Excerpt from a dataset:
■ ■ ■ ■
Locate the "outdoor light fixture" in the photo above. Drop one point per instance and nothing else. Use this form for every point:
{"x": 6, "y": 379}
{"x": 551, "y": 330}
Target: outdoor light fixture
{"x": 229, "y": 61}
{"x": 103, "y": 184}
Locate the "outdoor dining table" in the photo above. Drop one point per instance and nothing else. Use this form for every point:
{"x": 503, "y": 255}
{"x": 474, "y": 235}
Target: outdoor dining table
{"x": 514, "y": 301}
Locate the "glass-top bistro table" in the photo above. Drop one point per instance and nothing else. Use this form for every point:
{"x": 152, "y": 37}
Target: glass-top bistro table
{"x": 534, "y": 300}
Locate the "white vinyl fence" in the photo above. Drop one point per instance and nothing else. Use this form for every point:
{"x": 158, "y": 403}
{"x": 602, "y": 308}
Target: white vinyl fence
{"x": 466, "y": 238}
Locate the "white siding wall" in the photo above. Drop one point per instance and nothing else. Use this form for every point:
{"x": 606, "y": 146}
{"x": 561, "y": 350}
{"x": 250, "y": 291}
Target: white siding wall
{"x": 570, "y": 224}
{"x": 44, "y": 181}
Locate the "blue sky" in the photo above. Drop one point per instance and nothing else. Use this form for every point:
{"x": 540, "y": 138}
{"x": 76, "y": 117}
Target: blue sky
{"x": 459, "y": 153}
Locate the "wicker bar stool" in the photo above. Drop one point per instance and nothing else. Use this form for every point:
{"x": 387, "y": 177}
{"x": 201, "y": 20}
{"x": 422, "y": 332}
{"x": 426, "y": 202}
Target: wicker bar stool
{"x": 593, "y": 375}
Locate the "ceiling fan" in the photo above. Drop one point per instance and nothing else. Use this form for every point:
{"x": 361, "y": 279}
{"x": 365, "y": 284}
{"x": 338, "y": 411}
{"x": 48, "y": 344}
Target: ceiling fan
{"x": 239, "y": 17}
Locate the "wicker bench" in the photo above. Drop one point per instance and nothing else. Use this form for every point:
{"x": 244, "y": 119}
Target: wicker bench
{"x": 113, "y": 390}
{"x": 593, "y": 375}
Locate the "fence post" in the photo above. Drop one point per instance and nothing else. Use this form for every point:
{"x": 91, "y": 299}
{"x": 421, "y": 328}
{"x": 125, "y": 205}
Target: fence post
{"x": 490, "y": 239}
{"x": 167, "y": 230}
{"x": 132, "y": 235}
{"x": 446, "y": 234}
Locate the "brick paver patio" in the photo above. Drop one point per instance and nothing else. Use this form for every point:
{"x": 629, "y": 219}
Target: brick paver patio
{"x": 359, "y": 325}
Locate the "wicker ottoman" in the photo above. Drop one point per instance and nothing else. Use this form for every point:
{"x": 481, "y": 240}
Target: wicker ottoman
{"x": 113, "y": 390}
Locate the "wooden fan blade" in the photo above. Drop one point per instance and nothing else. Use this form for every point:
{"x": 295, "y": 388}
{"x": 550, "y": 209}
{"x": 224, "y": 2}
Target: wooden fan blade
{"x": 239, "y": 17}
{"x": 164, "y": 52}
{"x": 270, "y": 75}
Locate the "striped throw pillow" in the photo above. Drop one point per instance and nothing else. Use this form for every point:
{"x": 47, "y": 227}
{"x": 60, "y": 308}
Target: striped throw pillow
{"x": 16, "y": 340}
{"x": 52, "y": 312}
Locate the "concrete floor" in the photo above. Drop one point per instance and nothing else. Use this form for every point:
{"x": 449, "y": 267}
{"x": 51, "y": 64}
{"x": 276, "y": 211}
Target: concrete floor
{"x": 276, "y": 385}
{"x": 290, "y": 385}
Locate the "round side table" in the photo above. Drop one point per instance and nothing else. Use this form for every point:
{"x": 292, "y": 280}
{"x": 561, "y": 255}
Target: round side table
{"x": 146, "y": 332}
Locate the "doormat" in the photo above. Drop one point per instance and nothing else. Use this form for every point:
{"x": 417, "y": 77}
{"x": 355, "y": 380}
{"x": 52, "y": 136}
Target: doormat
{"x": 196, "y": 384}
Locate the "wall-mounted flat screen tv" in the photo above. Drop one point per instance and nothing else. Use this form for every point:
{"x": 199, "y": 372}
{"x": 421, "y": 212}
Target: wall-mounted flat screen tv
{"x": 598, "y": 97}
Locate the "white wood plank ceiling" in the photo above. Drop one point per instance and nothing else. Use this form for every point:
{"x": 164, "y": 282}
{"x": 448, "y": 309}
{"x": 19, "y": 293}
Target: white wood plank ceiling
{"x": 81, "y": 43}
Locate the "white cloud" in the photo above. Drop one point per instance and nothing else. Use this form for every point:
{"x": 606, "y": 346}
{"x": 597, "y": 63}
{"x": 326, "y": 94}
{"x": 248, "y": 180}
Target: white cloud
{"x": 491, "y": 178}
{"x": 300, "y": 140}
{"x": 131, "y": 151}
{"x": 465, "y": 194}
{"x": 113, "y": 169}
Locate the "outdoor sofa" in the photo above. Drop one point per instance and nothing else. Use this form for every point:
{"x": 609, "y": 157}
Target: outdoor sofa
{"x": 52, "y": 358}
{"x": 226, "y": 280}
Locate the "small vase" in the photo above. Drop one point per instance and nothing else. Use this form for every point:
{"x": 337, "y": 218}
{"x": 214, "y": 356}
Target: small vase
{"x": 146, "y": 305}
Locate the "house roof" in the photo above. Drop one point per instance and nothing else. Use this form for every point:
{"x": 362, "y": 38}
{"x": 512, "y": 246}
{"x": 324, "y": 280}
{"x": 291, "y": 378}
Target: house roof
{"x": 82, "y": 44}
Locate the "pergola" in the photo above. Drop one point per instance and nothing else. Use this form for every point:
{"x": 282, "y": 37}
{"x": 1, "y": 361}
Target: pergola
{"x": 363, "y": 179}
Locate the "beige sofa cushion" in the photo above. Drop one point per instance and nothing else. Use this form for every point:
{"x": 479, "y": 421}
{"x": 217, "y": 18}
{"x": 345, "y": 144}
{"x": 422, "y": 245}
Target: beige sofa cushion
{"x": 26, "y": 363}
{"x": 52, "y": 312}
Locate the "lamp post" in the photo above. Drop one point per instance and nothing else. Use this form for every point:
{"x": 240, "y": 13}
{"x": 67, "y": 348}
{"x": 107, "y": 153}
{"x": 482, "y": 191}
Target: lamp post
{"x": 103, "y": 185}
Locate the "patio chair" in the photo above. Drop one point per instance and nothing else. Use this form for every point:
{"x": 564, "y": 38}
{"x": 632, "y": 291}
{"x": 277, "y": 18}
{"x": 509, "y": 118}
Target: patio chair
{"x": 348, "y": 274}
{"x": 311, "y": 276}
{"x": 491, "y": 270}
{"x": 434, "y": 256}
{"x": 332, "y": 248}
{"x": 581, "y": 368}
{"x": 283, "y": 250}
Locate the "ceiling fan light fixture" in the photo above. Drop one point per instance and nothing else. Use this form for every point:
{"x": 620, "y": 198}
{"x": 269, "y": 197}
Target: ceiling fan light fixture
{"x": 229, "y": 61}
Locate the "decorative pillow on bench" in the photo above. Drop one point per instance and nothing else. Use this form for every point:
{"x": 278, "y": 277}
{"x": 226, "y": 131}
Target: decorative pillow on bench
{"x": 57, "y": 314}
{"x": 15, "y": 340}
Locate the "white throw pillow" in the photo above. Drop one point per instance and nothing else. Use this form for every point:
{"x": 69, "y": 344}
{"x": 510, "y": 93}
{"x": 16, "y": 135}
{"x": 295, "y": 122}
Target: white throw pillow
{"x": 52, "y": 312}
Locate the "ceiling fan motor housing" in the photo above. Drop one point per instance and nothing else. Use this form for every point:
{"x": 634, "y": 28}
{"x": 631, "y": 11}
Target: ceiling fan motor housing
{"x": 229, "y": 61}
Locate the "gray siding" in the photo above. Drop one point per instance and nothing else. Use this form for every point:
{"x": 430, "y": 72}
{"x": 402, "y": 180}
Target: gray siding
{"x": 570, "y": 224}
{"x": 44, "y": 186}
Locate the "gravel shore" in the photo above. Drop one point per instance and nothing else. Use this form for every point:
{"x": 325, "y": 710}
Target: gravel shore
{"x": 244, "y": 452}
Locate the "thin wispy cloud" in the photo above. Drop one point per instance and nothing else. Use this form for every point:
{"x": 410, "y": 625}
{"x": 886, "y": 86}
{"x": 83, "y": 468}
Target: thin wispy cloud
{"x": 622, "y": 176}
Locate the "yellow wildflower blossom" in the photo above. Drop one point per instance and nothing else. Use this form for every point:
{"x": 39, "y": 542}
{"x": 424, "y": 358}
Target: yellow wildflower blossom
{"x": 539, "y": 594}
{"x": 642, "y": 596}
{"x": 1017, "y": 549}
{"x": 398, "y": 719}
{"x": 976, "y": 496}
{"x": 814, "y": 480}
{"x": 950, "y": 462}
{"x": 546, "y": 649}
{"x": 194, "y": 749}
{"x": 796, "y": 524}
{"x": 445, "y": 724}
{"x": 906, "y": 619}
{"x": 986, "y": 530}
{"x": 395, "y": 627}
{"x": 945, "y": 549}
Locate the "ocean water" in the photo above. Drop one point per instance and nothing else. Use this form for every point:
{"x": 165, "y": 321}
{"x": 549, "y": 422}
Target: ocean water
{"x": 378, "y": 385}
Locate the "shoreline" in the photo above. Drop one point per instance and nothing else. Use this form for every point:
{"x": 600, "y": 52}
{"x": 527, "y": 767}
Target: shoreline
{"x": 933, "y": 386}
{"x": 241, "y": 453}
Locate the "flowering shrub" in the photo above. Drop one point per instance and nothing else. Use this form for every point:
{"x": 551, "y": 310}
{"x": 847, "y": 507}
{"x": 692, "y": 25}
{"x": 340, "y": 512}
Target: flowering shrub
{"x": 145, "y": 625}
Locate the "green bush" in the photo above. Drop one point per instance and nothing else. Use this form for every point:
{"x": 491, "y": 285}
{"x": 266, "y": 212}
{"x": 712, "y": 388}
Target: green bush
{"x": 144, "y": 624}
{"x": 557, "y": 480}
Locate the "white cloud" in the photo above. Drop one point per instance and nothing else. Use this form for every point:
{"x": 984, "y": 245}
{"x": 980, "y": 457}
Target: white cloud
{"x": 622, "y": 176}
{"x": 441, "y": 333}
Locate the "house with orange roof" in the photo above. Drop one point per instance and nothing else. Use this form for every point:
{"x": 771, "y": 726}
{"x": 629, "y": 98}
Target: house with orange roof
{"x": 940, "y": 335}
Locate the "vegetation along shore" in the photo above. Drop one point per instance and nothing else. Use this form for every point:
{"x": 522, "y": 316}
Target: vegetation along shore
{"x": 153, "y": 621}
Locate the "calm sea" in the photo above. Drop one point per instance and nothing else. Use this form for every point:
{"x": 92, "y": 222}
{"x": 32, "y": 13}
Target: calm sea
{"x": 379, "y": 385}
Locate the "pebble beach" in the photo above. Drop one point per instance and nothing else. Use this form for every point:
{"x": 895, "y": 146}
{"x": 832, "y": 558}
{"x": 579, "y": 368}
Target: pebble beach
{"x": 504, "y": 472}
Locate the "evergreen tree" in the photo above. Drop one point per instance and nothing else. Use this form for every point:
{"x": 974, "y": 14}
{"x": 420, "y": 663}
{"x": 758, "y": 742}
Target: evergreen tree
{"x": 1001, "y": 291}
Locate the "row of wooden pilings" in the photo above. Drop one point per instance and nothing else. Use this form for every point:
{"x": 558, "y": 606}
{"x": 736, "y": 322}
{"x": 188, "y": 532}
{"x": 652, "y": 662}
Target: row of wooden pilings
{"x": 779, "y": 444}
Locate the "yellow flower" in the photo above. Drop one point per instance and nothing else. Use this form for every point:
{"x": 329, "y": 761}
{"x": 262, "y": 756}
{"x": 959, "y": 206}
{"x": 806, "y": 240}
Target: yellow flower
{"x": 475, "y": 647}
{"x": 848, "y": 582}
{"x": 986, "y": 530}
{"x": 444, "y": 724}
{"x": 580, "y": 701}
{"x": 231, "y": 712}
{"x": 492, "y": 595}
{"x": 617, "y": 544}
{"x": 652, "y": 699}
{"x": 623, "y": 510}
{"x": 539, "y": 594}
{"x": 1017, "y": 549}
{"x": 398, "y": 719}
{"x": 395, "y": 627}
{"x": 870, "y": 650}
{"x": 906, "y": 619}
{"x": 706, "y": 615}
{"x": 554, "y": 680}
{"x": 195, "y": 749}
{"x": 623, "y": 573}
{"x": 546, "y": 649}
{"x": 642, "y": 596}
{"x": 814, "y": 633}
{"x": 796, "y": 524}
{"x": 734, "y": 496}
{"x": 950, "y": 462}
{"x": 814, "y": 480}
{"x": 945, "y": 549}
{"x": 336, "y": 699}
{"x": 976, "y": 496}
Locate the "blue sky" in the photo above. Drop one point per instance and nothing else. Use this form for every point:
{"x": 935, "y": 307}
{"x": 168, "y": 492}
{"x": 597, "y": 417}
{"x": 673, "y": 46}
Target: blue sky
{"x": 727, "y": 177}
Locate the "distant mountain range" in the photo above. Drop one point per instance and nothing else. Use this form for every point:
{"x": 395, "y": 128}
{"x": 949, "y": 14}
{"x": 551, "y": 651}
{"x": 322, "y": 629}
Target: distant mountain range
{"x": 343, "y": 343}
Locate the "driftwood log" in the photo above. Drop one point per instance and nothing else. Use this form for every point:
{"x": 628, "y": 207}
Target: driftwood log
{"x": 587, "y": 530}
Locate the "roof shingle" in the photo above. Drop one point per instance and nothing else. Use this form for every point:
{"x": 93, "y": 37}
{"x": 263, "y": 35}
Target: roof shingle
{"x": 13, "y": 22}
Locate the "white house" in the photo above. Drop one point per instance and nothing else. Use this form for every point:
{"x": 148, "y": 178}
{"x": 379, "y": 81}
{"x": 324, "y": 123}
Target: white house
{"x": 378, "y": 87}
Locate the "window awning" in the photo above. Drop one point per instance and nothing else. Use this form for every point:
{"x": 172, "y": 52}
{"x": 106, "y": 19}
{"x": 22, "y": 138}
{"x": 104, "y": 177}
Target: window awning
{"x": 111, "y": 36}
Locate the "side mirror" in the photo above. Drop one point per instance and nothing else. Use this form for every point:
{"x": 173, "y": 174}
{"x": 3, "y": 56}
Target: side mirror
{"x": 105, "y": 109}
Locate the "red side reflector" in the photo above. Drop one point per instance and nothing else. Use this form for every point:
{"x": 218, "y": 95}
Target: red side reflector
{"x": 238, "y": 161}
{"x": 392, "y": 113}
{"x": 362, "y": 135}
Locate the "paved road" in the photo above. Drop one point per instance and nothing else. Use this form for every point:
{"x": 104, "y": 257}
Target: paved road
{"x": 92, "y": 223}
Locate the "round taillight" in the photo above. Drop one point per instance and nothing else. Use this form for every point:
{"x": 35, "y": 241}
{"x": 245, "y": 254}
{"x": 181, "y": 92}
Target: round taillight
■ ■ ■ ■
List each line of the listing above that contains the string "mirror", matching case exactly.

ANSWER TO THE TASK
Locate the "side mirror" in the photo above. Drop one point per instance and nothing else. Use this form for every point:
Target: side mirror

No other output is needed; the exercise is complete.